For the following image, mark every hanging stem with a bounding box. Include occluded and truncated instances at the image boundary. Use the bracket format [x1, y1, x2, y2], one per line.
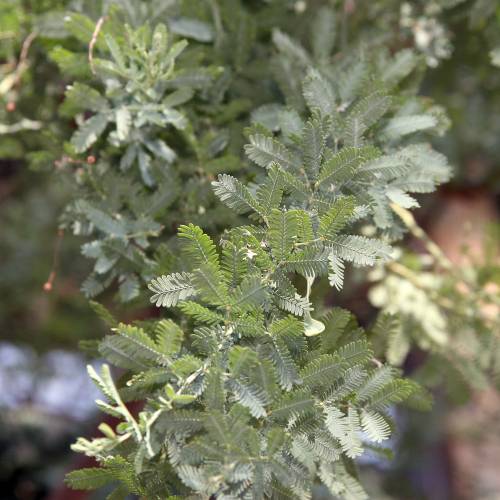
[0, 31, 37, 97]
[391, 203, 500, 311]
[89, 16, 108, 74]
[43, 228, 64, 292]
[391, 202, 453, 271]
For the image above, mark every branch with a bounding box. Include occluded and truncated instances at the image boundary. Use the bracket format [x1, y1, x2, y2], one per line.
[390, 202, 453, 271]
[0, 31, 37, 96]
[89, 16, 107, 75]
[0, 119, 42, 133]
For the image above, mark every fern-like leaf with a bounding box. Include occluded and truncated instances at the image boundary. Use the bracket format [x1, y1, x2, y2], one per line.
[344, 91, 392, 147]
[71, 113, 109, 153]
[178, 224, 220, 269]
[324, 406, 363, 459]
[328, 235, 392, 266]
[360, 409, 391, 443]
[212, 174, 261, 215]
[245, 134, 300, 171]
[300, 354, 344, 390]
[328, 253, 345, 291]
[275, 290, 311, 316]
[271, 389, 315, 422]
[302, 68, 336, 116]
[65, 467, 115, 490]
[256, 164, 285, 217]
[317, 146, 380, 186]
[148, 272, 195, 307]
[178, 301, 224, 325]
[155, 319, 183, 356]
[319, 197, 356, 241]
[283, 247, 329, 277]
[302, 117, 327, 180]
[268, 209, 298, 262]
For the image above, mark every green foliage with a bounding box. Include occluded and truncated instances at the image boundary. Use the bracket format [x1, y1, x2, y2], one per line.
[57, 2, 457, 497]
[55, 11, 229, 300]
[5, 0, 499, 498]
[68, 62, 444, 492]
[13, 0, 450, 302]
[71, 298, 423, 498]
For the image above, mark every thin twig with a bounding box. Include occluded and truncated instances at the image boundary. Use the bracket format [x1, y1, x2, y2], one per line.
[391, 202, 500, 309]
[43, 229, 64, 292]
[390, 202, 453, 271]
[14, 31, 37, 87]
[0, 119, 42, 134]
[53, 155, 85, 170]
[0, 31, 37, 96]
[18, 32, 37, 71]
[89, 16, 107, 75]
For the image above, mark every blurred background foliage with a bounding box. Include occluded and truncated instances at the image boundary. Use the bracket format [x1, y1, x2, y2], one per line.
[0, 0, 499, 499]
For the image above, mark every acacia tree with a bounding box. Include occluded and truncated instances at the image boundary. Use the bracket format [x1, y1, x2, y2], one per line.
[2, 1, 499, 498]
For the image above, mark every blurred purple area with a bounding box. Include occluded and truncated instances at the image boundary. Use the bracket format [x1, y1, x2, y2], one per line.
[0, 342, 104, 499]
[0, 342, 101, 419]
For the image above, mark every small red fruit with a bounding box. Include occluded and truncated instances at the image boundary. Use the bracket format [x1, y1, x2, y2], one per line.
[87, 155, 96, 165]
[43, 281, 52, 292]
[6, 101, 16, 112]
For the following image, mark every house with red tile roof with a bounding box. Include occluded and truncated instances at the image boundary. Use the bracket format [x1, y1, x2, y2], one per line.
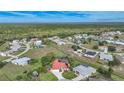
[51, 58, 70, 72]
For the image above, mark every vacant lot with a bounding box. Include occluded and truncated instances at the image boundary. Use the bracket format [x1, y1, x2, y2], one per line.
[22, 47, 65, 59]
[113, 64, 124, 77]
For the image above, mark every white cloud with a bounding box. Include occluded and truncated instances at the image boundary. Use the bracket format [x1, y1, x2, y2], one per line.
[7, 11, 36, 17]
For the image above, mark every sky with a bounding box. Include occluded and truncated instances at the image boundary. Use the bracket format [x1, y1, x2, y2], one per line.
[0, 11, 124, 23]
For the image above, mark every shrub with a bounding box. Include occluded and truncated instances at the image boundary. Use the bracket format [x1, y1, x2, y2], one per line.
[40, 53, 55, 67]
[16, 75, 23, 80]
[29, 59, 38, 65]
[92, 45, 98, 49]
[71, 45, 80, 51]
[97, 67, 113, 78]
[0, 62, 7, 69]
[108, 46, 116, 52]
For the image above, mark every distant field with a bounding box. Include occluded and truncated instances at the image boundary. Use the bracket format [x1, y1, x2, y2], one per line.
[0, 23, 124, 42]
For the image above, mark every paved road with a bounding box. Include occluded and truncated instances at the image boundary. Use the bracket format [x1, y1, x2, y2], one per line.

#####

Action item => Line by line, reproduce the material above exactly, leaving each picture out.

Task result =>
For the following image, mark every hanging stem with a bounding box. Include occluded and truncated instances at the image boundary. Use the bracket format [x1, y1, x2, y2], one per line.
[0, 31, 37, 97]
[391, 203, 500, 311]
[89, 16, 108, 74]
[43, 228, 64, 292]
[391, 202, 453, 271]
For the image above, mark every branch with a bounding box. Include occluded and truncated instances at the image boundary. Use the bracket format [x1, y1, x2, y2], one per line.
[390, 202, 453, 271]
[0, 31, 37, 96]
[89, 16, 107, 75]
[0, 119, 42, 133]
For the image above, mark every fern-like leaf with a bounding box. Include occluded and truncated instances at the image boundary. Use the bracket format [x1, y1, x2, y2], one per line.
[344, 91, 392, 147]
[71, 113, 109, 153]
[178, 224, 220, 269]
[324, 406, 363, 459]
[328, 235, 392, 266]
[360, 409, 391, 443]
[212, 174, 261, 215]
[245, 134, 300, 171]
[300, 354, 344, 390]
[328, 253, 345, 291]
[275, 290, 311, 316]
[271, 389, 315, 422]
[302, 68, 336, 116]
[65, 467, 115, 490]
[256, 164, 285, 217]
[317, 146, 380, 186]
[148, 272, 195, 307]
[178, 301, 224, 325]
[155, 319, 183, 356]
[319, 197, 356, 241]
[283, 247, 329, 277]
[302, 117, 327, 180]
[268, 209, 298, 262]
For the image above, mark every green foliage with a bounding box. Include occluded and truncated instances at the image boundary. Use the bracket format [x1, y1, x2, y2], one per line.
[57, 2, 457, 497]
[55, 11, 229, 300]
[5, 0, 499, 498]
[68, 62, 444, 492]
[13, 0, 450, 302]
[71, 298, 423, 498]
For the image above, mark every thin twig with a bounding box. Include occluded and truncated instances at the image boundary. Use the bracket format [x1, y1, x2, y2], one per line.
[391, 202, 500, 309]
[43, 229, 64, 292]
[390, 202, 453, 271]
[14, 31, 37, 87]
[0, 119, 42, 134]
[53, 155, 85, 170]
[0, 31, 37, 96]
[18, 32, 37, 71]
[89, 16, 107, 75]
For the image above, mark every blurred background foliage with a bounding box. Include occluded and truncated instances at the image boundary. Use the bracket format [x1, y1, x2, y2], one per line.
[0, 0, 499, 499]
For the image above, mark every acacia tree with a bounding box. Include occluded and truncated instances at the image boundary. Use the bracket format [x1, y1, x2, y2], one per line.
[2, 1, 499, 498]
For the image above, mark every blurred purple area with a bounding box. Include occluded and truncated instances at the image boundary. Use the bracket format [x1, y1, x2, y2], one per line.
[0, 342, 104, 499]
[0, 342, 101, 419]
For the image above, mark every small red fruit with a bounding box. Include occluded and truncated instances at the image boundary. Use the bracket format [x1, y1, x2, y2], one per line.
[87, 155, 96, 165]
[43, 281, 52, 292]
[6, 101, 16, 112]
For the following image, mark every house with red tile roof with a bounding box. Include occluded and truncated instances at the image boundary. Use the bracket format [x1, y1, x2, y2], one per line.
[51, 58, 70, 72]
For the image above, mark every vacant lot with a bounding box. Include occluded and truncated instances at the image boundary. Use the bracket format [x1, y1, x2, y2], one per line.
[22, 47, 65, 59]
[113, 64, 124, 77]
For the image above, mark every white cloud with a bounding box. Include occluded and truncated instances at the image boundary. Use the bracket format [x1, y1, x2, y2], one per line.
[7, 11, 36, 17]
For the image above, mark every sky with a bounding box. Include occluded and truncated instances at the image boundary. Use the bracket format [x1, y1, x2, y2], one per line.
[0, 11, 124, 23]
For the image above, mark every shrub with a bounding box. Include occluded and truncated instances at the image boundary. Use the bracket format [x1, y1, x2, y2], one per line.
[40, 53, 55, 67]
[16, 75, 23, 80]
[29, 59, 38, 65]
[92, 45, 98, 49]
[71, 45, 80, 51]
[97, 67, 113, 78]
[0, 62, 7, 69]
[108, 46, 116, 52]
For the image above, mark every distant field with a bounding box. Include occluded and truncated instances at the image boundary. Use the bracket format [x1, y1, x2, y2], one per line.
[0, 23, 124, 42]
For the image above, mark every paved road with a bounding box. Include occluded and truncated instances at the image boundary. Use the bracket format [x1, y1, x2, y2], one per line.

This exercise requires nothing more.